EXERCISE DETAILS:
Line by line, give the data again exactly as it appears, but without pictures.

GIVEN DATA:

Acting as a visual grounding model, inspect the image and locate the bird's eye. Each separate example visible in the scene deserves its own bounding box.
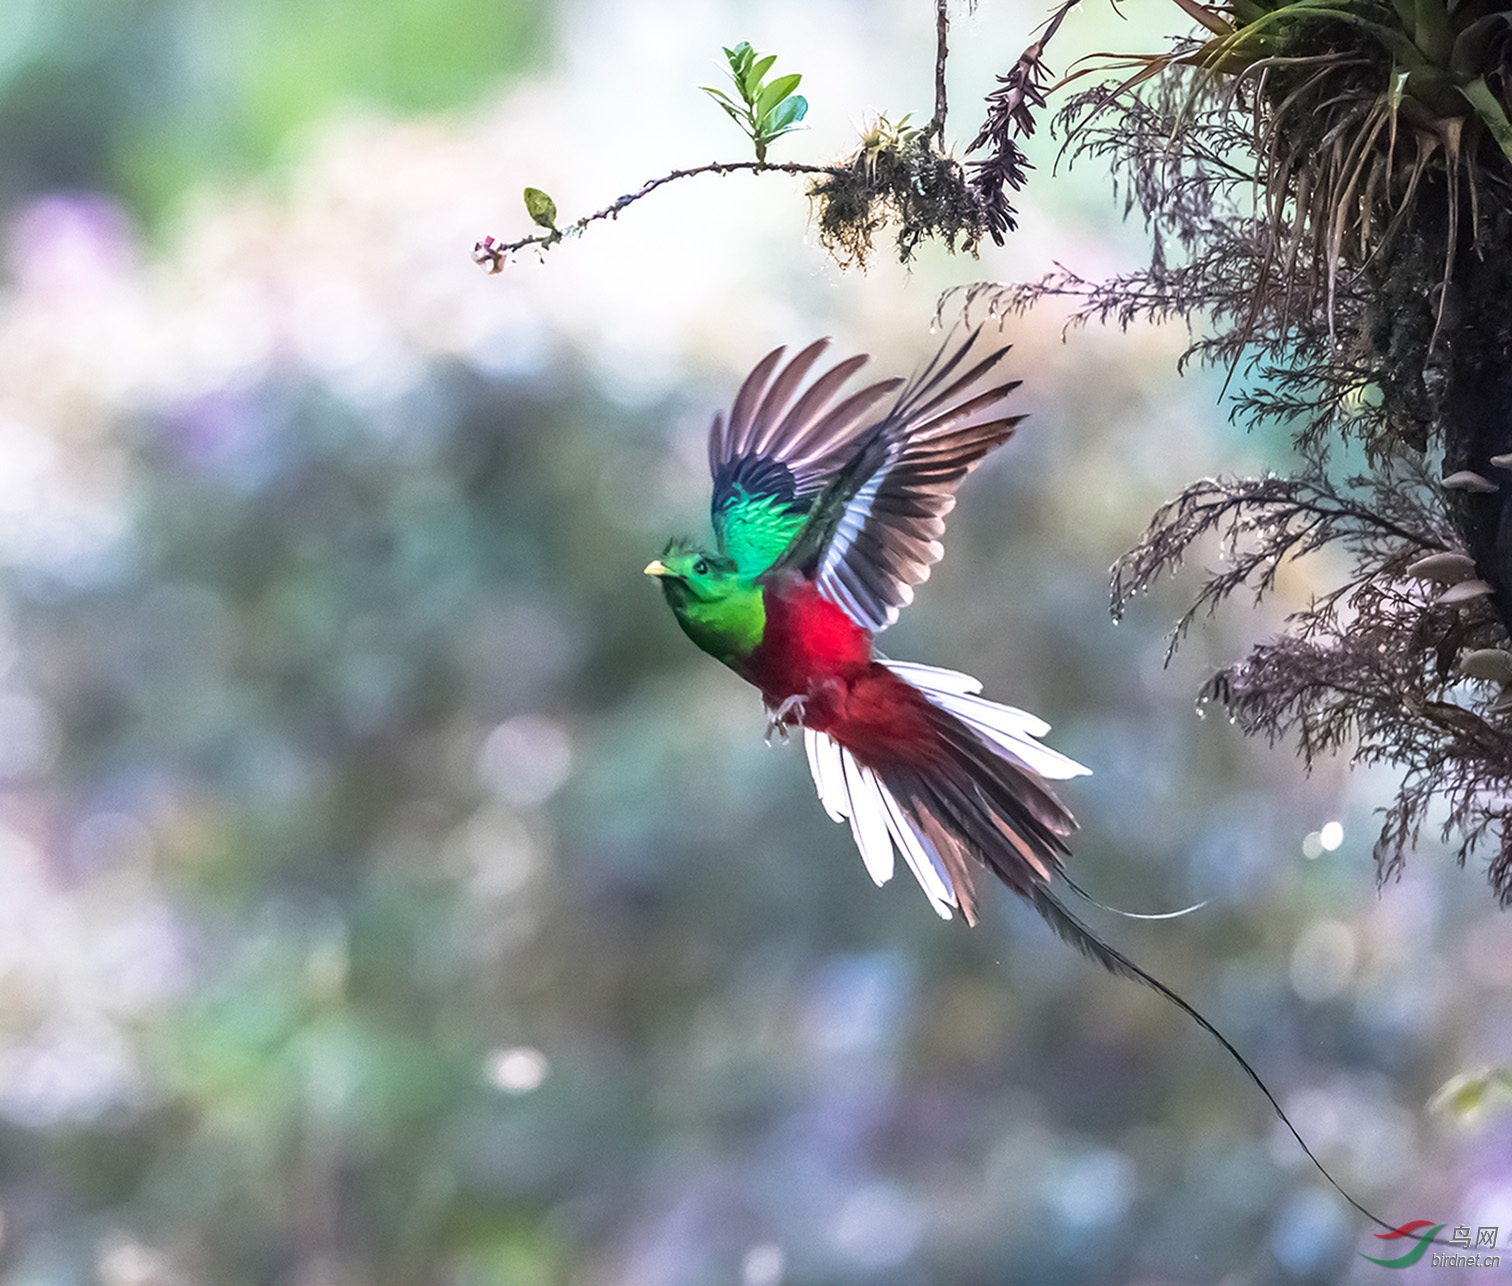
[693,558,709,576]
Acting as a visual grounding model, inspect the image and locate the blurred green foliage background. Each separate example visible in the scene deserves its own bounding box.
[0,0,545,217]
[0,1,1508,1283]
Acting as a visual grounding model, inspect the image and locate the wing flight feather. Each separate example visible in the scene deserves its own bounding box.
[708,329,1022,627]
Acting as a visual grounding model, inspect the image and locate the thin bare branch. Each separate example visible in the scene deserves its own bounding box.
[929,0,950,143]
[472,160,845,272]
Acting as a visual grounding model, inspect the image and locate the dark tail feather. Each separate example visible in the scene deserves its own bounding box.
[1027,885,1406,1242]
[804,709,1439,1245]
[806,671,1425,1246]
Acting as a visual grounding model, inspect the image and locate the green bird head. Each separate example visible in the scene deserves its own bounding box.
[644,541,764,668]
[643,542,738,605]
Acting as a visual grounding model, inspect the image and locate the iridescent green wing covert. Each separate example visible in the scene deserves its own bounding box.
[708,340,901,577]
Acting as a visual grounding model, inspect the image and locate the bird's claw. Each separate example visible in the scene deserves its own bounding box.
[764,694,807,744]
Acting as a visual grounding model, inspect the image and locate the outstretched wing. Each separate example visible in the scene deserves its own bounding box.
[708,340,901,577]
[772,329,1024,633]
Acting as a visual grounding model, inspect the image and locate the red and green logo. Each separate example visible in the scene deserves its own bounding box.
[1359,1221,1444,1268]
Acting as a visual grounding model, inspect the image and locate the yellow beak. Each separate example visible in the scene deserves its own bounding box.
[643,559,669,577]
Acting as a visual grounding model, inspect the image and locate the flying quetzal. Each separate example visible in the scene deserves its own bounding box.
[645,329,1105,941]
[641,332,1421,1239]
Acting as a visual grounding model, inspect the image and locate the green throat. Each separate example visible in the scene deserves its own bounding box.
[646,549,767,668]
[671,580,766,667]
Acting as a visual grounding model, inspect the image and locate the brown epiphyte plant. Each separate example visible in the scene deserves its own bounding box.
[967,0,1512,901]
[1101,1,1512,331]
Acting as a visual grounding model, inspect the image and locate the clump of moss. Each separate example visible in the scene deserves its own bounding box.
[808,126,987,268]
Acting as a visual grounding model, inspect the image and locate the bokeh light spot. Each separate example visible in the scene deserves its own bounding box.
[485,1045,549,1094]
[1290,920,1357,1002]
[477,714,572,806]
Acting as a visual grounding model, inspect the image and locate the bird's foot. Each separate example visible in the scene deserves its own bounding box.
[764,694,807,744]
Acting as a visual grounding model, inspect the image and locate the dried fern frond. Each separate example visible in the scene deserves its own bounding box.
[965,0,1079,243]
[1113,451,1512,900]
[1111,457,1450,655]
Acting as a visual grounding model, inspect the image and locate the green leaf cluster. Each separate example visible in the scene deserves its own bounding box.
[701,41,808,163]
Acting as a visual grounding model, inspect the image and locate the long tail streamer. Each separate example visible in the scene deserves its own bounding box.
[799,660,1431,1245]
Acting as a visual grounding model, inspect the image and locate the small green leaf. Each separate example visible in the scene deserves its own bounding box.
[756,73,803,119]
[764,95,808,133]
[701,87,752,132]
[700,86,740,110]
[523,187,558,230]
[725,42,754,78]
[744,53,778,99]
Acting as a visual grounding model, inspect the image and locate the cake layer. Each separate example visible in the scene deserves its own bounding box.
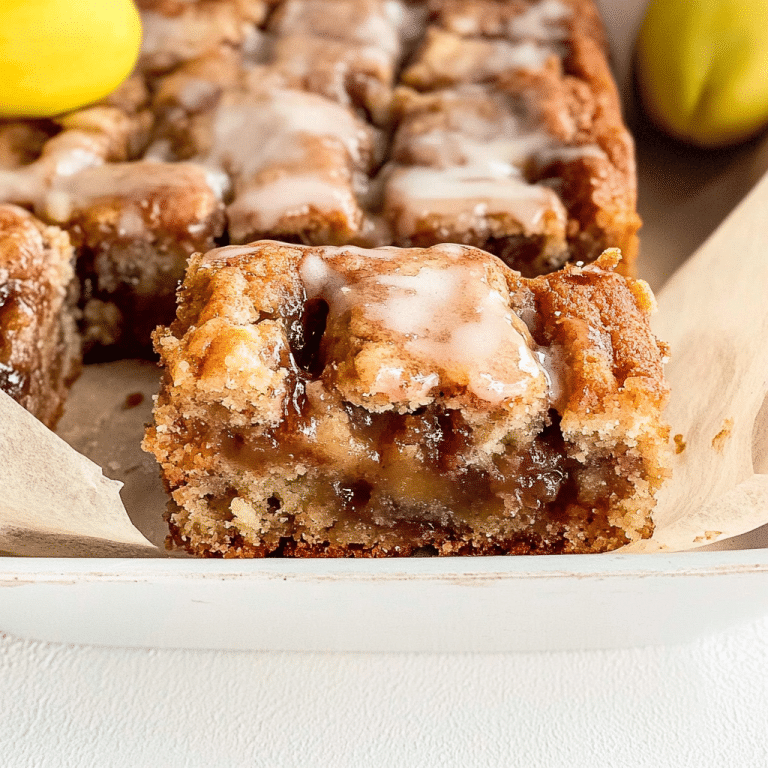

OUTPUT OF THE EXERCISE:
Acting as a visual grounding model, inspect the image and locate the bird's eye. Each separate example visible in the scene deserves its own bounding box.
[693,558,709,576]
Acting as a visual grounding model, inspect the image and locate the blurred green foliage background. Each separate example visible in the scene deserves its own bounding box.
[0,0,545,217]
[0,1,1508,1283]
Acting as a visual grounding model, inspect the image and locate the wing flight feather. Each separate example visible in the scene deserves its own bounding box.
[708,329,1022,627]
Acting as a visual grounding model, inspect the image and locate the thin bare branch. Each separate example visible in the scene deserves its own bounding box.
[929,0,950,143]
[472,160,845,272]
Acting as a visual grounding model, inspect the image and locate the dark tail feather. Each separate example visible in the scene deserves its own bounding box.
[1027,885,1406,1242]
[804,709,1439,1245]
[806,671,1425,1246]
Acting as a visual grounding model, inspect the image and locate the green bird head. Each separate example visible in the scene deserves its own bounding box.
[644,541,764,668]
[643,542,738,605]
Acting as a visual grounding model, inspect the image and locate the iridescent green wing covert. Each separate example visible in the scene deserves its own bounding box.
[708,340,901,577]
Acting as a visual grounding model, inspect the image and locate the bird's claw. Each separate example visible in the scene deserves its own bounding box.
[764,694,807,744]
Acting as a visual grounding model, inspect the image and locate the outstretched wing. Each separate example visible in the scene deserves its own bounding box.
[708,340,901,577]
[772,329,1024,633]
Acting as a visual grounding model, inspect the image and locate the red and green logo. Each separate example visible in the scene deserves its own bounding box.
[1359,1221,1444,1268]
Acting as a visual grounding model, inspect the image and locate the yellow beak. Each separate example visible in the scene deserves its own bounding box.
[643,559,669,577]
Acting as a visual grounding model, inspect the image and locate the flying quetzal. Each separate example visible in the scene deserves its own bounding box.
[645,329,1105,941]
[641,332,1421,1239]
Acting as a visual grounding model, inspect the image and locate the green throat. Each separate example visible in the scene deserves its own bounding box.
[646,549,767,668]
[671,580,766,667]
Acting as a visual grounding model, inspect the image and locate the brown epiphyte plant. Each separate example visible in the scene deserves its own bounding box.
[967,0,1512,901]
[1101,1,1512,331]
Acting as a visual grounding model, inspect the image and locate the clump of moss. Each separate example visible in the scene deserves its own bounding box.
[808,126,987,268]
Acting as a visual grounding model, inspect the image and locate the bokeh light spot. Each separate example visible in the scene deserves its own bounding box.
[485,1045,549,1094]
[1290,920,1357,1002]
[477,714,572,806]
Acting as a visual grounding model, inspect the image and locate the bird's foot. Each separate example visible in the scene deserves its own bounding box.
[764,694,807,744]
Acting as a visual grounding model, inspect the image and locate the dried fern frond. Each separate example visible in the scene deserves its own bounding box.
[965,0,1079,243]
[1113,451,1512,900]
[1111,457,1450,655]
Acting as a visual grounding model, inspect the image and locate the green leaf cluster. Each separate example visible in the scene deserves its own bounding box.
[701,41,808,163]
Acting as a visual grounding model, inspect the image and locate the long tail streamer. Each separate example visible in the scene deserves its own bounding box.
[799,660,1431,1245]
Acting as a visual grounding model, inspect the image and locate the small green leaf. Each separate example visible in the scene deserves its own bounding box.
[756,73,803,119]
[764,95,808,133]
[701,87,752,132]
[700,86,740,110]
[523,187,558,230]
[725,42,754,78]
[744,53,778,99]
Acting as a visual grounding model, inspect the image and locate the cake layer. Each separate example visible in the scene deserves its own bounding box.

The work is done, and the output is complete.